> [PROBLEM STATEMENT] Scan the entries below, and for each line that includes the word "concrete", make a copy.

> [INPUT FOR THIS TASK]

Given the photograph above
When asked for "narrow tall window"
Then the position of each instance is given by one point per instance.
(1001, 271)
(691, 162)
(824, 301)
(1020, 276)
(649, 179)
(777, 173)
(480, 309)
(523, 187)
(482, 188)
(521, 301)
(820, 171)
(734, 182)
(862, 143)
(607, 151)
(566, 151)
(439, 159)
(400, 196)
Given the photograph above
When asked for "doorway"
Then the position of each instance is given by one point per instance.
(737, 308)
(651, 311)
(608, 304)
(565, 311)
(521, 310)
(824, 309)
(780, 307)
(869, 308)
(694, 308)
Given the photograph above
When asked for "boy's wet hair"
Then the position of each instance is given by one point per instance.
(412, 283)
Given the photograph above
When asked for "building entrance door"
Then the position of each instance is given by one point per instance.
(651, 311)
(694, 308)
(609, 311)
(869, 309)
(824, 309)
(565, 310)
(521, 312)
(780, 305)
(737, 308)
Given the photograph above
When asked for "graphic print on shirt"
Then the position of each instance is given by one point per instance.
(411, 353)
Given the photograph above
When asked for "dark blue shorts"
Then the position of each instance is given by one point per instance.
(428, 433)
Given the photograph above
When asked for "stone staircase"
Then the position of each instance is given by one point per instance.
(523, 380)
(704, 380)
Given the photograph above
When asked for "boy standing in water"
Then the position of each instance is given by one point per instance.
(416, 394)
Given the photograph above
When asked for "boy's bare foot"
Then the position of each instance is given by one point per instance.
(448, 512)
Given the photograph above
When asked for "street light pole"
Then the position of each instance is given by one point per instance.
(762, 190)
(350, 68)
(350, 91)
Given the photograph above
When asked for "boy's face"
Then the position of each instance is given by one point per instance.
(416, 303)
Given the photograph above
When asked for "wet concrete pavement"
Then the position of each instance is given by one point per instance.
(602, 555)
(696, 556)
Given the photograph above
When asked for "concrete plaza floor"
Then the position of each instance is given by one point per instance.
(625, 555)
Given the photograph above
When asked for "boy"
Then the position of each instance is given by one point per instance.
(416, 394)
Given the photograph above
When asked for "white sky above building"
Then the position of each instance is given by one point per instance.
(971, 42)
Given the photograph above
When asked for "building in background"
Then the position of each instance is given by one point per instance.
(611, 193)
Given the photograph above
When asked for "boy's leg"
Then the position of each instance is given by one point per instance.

> [RESPONSE TO THE TASK]
When asked for "wet concrete pavement"
When asked for "concrete plaza floor"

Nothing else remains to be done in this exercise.